▶ **Given information**:
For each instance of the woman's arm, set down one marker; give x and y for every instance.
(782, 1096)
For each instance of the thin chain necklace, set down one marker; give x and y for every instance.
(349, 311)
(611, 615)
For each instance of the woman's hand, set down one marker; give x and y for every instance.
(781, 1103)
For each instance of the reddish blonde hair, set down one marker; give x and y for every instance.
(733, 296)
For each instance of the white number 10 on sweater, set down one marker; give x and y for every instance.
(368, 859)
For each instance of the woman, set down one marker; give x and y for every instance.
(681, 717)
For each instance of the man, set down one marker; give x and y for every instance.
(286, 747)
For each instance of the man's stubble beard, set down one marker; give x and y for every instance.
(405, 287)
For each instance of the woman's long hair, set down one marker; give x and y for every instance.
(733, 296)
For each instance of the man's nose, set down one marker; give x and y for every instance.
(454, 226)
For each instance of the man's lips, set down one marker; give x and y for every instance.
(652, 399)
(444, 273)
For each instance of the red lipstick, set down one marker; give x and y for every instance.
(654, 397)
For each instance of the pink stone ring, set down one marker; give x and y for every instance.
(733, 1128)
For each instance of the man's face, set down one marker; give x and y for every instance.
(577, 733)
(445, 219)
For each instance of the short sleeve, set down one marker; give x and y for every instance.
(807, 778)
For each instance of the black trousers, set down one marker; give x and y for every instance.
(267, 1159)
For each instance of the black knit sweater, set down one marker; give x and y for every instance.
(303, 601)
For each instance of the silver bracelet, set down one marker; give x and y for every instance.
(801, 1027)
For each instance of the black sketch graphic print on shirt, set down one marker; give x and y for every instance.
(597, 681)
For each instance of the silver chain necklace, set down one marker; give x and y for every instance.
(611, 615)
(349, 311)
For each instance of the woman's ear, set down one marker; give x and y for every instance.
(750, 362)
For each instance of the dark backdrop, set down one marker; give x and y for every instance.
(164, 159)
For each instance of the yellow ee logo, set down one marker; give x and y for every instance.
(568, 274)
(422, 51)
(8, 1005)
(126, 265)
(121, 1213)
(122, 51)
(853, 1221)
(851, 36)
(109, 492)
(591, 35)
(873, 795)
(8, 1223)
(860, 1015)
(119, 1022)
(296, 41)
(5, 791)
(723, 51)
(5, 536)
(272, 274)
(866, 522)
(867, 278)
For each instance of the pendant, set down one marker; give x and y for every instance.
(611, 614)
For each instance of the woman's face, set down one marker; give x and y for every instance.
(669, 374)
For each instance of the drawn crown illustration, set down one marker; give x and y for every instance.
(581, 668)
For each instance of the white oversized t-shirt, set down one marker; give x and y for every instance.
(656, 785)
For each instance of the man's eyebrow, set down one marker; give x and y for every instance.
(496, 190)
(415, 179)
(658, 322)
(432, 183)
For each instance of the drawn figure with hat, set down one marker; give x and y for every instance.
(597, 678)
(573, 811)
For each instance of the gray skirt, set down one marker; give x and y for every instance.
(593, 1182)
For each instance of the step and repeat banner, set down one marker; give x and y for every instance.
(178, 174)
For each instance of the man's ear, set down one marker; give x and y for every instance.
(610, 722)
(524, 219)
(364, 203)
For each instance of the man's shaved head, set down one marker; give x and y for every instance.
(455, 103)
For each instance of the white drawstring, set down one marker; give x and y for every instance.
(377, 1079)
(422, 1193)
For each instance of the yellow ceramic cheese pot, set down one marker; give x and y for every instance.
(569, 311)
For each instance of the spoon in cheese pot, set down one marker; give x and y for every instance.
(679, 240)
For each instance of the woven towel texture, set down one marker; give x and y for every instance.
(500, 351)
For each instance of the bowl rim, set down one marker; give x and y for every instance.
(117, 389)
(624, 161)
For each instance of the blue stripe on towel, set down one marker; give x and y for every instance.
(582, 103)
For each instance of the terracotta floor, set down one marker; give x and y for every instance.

▶ **What you are asked to do**:
Would you reproduce the whole listing exactly as it stands?

▶ **Expected answer**:
For each instance of the woman's arm, set down one marker; give x and y for every instance.
(782, 1096)
For each instance of the thin chain necklace, set down one marker; give x and y for every instance.
(349, 311)
(611, 615)
For each instance of the woman's hand, set down one marker; give x and y for every instance.
(781, 1103)
For each instance of the reddish blonde hair, set down one marker; give x and y for every instance.
(733, 296)
For each instance of the white number 10 on sweater, set down one marker; give x and y for every instance.
(368, 859)
For each instance of the woman, set down one marker; give x and y for every instance.
(681, 717)
For each instance of the man, set down one marker; give x and y for every instance.
(286, 747)
For each instance of the man's stubble beard, set down one marker; give x and y for every instance.
(405, 287)
For each instance of the woman's long hair, set down one marker; give x and y for every instance.
(733, 296)
For each instance of the man's nose, set down one marker; give x and y for every instance.
(454, 226)
For each instance of the man's lips, set down one marker; give x and y for every instance.
(652, 399)
(444, 273)
For each instance of the red lipstick, set down one marker; give x and y for every instance.
(654, 397)
For each instance of the pink stone ring, set down one marker; give x and y for every instance.
(733, 1128)
For each instance of the man's face, set down one marker; give x and y for every instance.
(577, 733)
(445, 219)
For each instance of the short sleeve, set down one marker; give x and y for every instance.
(807, 778)
For each instance of the black trousers, set down one marker; give x and y for every instance.
(267, 1159)
For each instance of the black knit sweater, set down one marker; give x and y for every instance.
(303, 601)
For each instance of the silver bracelet, set down one marker; give x and y for every instance.
(801, 1027)
For each instance of the black sketch graphic print on shirt, set down one marker; give x and y for every instance.
(597, 681)
For each instance of the silver chain necklace, set down one marker; give x and y for every instance.
(611, 615)
(349, 311)
For each instance of the woman's ear, set down one marker; give x and y for every instance.
(750, 362)
For each instance of the dark backdrop, set down one marker; give x and y for every instance.
(164, 159)
For each instance of the yellow ee logo, set down one marker; give x and y for every instance.
(568, 274)
(422, 51)
(8, 1005)
(126, 265)
(121, 1213)
(122, 51)
(853, 1221)
(851, 36)
(109, 492)
(591, 35)
(873, 795)
(8, 1223)
(860, 1015)
(119, 1022)
(296, 41)
(5, 791)
(723, 51)
(5, 536)
(272, 274)
(866, 522)
(867, 278)
For each instance of the pendant, set down one marker; give x and y for every instance.
(611, 614)
For each instance of the woman's face, set down one marker; give x and y for every instance.
(669, 374)
For each instance of the drawn crown illustration, set down one marker; give x and y for every instance.
(581, 668)
For each instance of the white oversized t-shirt, set down one marker; give x and y for every instance.
(656, 785)
For each instance of the man's eyebrow, set down one marker; give x and y for every instance.
(496, 190)
(415, 179)
(658, 322)
(432, 183)
For each instance of the drawn figure with hat, set down one marker; give x and y for every instance.
(597, 678)
(573, 811)
For each instance of the gray skirt, set down one marker; give x and y for every instance.
(593, 1182)
For each instance of the step and repeat banner, set down one marker; give x and y for every instance.
(178, 174)
For each instance of the man's ear, set down one marker; give x and y for every instance.
(610, 722)
(524, 219)
(364, 203)
For each instance of the man's shaved head, set down one marker; give x and y for every instance.
(455, 103)
For each instance of the white drawstring, set down one marker; give x and y for every instance.
(377, 1079)
(422, 1193)
For each instance of the yellow ceramic cheese pot, set down one marker; give x and y for every instance.
(569, 311)
For each instance of the spoon in cheese pot, set down one marker; give x and y for every instance.
(679, 240)
For each instance of the woven towel texture, set down one marker; give x and y for every instance.
(500, 351)
For each instance of the bowl rim, set down one marker; give x and y for every instance.
(117, 389)
(624, 161)
For each instance of the blue stripe on towel, set down one marker; give x and y for every instance.
(582, 103)
For each instance of the terracotta floor, set down one marker; give x and y for every instance.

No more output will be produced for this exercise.